#### Text passage ####

Today we learn that the greatness of ex-Jay Dave Martinez, after 16 seasons with eight teams (what it is I have about journeyman outfielders who never quite lived up to early billing, I don't know) has doffed his cap for the last time as a major leaguer.

Martinez was one of those guys that you couldn't help but root for; you watched him and you knew he was giving his damn best to the game, no matter if it was a September game with pennant implications — he played in too few of those, unfortunately — or a late June Devil Rays/Rangers matchup before hundreds of loyal fans at the Trop.

Martinez, who spent the last year rehabbing from an injury that never came around, even pitched two games in his career, compiling a 13.50 ERA for the Expos and White Sox — which, come to think of it, might have qualified him for back-of-the-rotation status for either of the aforementioned Rangers or Rays.

In a nice twist of serendipity, Martinez and Henderson even had basically the same career itinerary, as both played for the Giants, Cubs, White Sox, Reds, Rangers and Braves; Hendo also made a brief stop in Shea while Martinez appeared with the Devil Rays (a team that, of course, did not exist when Henderson retired) and the Blue Jays, entering him into the once-exclusive fraternity of players who've graced the rosters of both Canadian teams.

####

Set task A:
Answer each question from the Dave Martinez passage, one per line, marked (i), (ii), (iii).
(i) How many seasons did Martinez play, and with how many teams?
(ii) What ERA did he compile as a pitcher, and for which teams?
(iii) How many games did he pitch in his career?
Set task B:
Decide whether each statement agrees with the passage on Dave Martinez. Give yes or no, followed by the passage's deciding words in quotation marks.
(i) Martinez spent the last year rehabbing from an injury.
(ii) Martinez played in many September games with pennant implications.
(iii) Martinez pitched for the Rangers.
Set task C:
Go on with the piece about Dave Martinez's retirement, picking up after its final sentence.

#### Data segment ####

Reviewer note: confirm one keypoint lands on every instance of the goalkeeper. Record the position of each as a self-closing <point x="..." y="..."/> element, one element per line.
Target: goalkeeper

####

Exercise result A:
(i) 16 seasons with eight teams
(ii) A 13.50 ERA, for the Expos and White Sox
(iii) Two games

Exercise result B:
(i) Yes: "spent the last year rehabbing from an injury that never came around"
(ii) No: "he played in too few of those, unfortunately"
(iii) No: "compiling a 13.50 ERA for the Expos and White Sox"

Exercise result C:
In what we can only hope is an accident of timing rather than some spiteful curse of the baseball gods, Martinez left the Cubs just before they squeezed into the '89 playoffs, left the Expos before their great run in '94, left the Giants before Barry Bonds became BARRY BONDS, finished second twice with the solid White Sox squad of the mid-90's, joined the Reds after their last World Series title and went to the Rangers after their three trips to the playoffs in the late '90's.

At least the baseball gods smiled on Martinez in his final year in the game, spent with the NL East Champion Braves, with whom he snuck into five post-season games, mostly as a pinch-hitter, to close out his career.

We can't say "farewell Davey, we hardly knew ye," because just about every major league city knew him. But a good-bye seems in order.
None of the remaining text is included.